Reproduce the listing that follows with no differences at all.

-- -- --

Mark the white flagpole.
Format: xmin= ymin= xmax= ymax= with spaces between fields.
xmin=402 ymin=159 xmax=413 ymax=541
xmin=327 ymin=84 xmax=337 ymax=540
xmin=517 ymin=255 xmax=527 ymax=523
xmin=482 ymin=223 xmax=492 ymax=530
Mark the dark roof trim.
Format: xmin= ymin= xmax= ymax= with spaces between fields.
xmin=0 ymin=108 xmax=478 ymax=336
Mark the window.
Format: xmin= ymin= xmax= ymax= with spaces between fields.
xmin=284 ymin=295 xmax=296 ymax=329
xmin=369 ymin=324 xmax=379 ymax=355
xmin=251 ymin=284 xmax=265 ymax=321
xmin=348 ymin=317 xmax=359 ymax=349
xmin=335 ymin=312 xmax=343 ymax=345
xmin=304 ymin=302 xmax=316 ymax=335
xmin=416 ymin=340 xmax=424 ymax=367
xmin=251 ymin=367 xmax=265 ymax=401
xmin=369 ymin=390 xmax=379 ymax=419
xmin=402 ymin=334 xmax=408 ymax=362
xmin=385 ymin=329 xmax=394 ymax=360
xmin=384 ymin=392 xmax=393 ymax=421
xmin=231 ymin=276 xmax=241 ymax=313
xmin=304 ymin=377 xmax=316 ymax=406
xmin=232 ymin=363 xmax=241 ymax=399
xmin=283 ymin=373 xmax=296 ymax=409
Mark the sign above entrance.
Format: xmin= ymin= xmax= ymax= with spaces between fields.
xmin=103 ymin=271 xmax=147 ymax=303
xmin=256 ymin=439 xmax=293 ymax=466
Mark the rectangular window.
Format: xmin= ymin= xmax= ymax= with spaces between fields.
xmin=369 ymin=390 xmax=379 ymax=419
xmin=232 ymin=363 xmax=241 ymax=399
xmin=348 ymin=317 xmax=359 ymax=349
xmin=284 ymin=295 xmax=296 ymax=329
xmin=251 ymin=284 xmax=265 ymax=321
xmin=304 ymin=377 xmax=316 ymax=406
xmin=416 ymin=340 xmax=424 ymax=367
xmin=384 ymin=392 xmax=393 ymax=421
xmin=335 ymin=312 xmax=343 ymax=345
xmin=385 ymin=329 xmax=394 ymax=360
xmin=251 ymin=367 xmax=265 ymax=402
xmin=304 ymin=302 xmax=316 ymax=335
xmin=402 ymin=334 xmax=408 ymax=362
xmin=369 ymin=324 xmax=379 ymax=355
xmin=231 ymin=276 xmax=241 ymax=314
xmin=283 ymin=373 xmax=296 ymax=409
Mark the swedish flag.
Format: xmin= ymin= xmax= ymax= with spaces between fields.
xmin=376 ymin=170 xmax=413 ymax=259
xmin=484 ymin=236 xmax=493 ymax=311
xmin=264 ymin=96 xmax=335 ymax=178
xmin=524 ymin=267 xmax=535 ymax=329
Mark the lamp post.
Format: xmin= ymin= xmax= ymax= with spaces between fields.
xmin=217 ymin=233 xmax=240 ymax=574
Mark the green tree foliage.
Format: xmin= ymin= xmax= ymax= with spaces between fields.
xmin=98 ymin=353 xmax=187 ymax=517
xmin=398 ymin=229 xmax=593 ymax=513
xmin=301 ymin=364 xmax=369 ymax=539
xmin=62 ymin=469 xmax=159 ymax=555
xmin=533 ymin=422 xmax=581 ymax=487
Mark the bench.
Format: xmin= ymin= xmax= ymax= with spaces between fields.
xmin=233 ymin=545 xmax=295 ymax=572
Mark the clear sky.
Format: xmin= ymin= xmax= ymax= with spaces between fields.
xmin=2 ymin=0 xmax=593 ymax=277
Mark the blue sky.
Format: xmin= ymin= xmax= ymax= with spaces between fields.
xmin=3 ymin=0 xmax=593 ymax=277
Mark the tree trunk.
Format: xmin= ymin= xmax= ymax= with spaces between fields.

-- -- --

■ **Task response**:
Mark the white flagpole.
Format: xmin= ymin= xmax= ymax= with spaces between fields.
xmin=402 ymin=159 xmax=413 ymax=541
xmin=327 ymin=84 xmax=337 ymax=540
xmin=517 ymin=255 xmax=527 ymax=523
xmin=482 ymin=223 xmax=492 ymax=530
Mark the dark roof trim.
Format: xmin= ymin= xmax= ymax= with spaces between fields.
xmin=0 ymin=108 xmax=478 ymax=336
Mark the window.
Format: xmin= ymin= xmax= ymax= with spaces between fields.
xmin=284 ymin=295 xmax=296 ymax=329
xmin=369 ymin=324 xmax=379 ymax=355
xmin=251 ymin=284 xmax=265 ymax=321
xmin=348 ymin=317 xmax=359 ymax=349
xmin=335 ymin=312 xmax=343 ymax=345
xmin=304 ymin=302 xmax=316 ymax=335
xmin=416 ymin=340 xmax=424 ymax=367
xmin=251 ymin=367 xmax=265 ymax=401
xmin=369 ymin=390 xmax=379 ymax=419
xmin=402 ymin=334 xmax=408 ymax=362
xmin=385 ymin=329 xmax=394 ymax=360
xmin=384 ymin=392 xmax=393 ymax=421
xmin=231 ymin=276 xmax=241 ymax=313
xmin=304 ymin=377 xmax=316 ymax=406
xmin=232 ymin=363 xmax=241 ymax=399
xmin=283 ymin=373 xmax=296 ymax=409
Mark the sign above entrance.
Format: xmin= ymin= xmax= ymax= with spaces between fields.
xmin=103 ymin=271 xmax=147 ymax=303
xmin=256 ymin=439 xmax=293 ymax=466
Mark the rectangular window.
Format: xmin= ymin= xmax= ymax= with spaces between fields.
xmin=369 ymin=390 xmax=379 ymax=419
xmin=232 ymin=363 xmax=241 ymax=399
xmin=348 ymin=317 xmax=359 ymax=349
xmin=284 ymin=295 xmax=296 ymax=329
xmin=251 ymin=284 xmax=265 ymax=321
xmin=304 ymin=377 xmax=316 ymax=406
xmin=416 ymin=340 xmax=424 ymax=367
xmin=384 ymin=392 xmax=393 ymax=421
xmin=335 ymin=312 xmax=343 ymax=345
xmin=385 ymin=329 xmax=394 ymax=360
xmin=251 ymin=367 xmax=265 ymax=402
xmin=304 ymin=302 xmax=316 ymax=335
xmin=402 ymin=334 xmax=408 ymax=362
xmin=369 ymin=324 xmax=379 ymax=355
xmin=231 ymin=276 xmax=241 ymax=314
xmin=283 ymin=373 xmax=296 ymax=409
Mark the swedish flag.
Format: xmin= ymin= xmax= ymax= with spaces between fields.
xmin=376 ymin=170 xmax=413 ymax=259
xmin=484 ymin=236 xmax=493 ymax=311
xmin=264 ymin=96 xmax=335 ymax=178
xmin=524 ymin=267 xmax=535 ymax=329
Mark the lamp post.
Format: xmin= ymin= xmax= ymax= with spaces between fields.
xmin=217 ymin=233 xmax=240 ymax=574
Mark the green tree foliage.
Format: xmin= ymin= xmax= ymax= with spaces between fields.
xmin=98 ymin=353 xmax=187 ymax=517
xmin=398 ymin=229 xmax=593 ymax=513
xmin=301 ymin=364 xmax=369 ymax=539
xmin=62 ymin=469 xmax=159 ymax=555
xmin=533 ymin=422 xmax=581 ymax=487
Mark the bench.
Format: xmin= ymin= xmax= ymax= with spaces between fields.
xmin=233 ymin=545 xmax=295 ymax=572
Mark the clear sky.
Format: xmin= ymin= xmax= ymax= with spaces between fields.
xmin=2 ymin=0 xmax=593 ymax=277
Mark the blue sky.
Format: xmin= ymin= xmax= ymax= with spaces between fields.
xmin=3 ymin=0 xmax=593 ymax=277
Mark the tree trunk.
Format: xmin= ymin= xmax= ymax= with spaces between fields.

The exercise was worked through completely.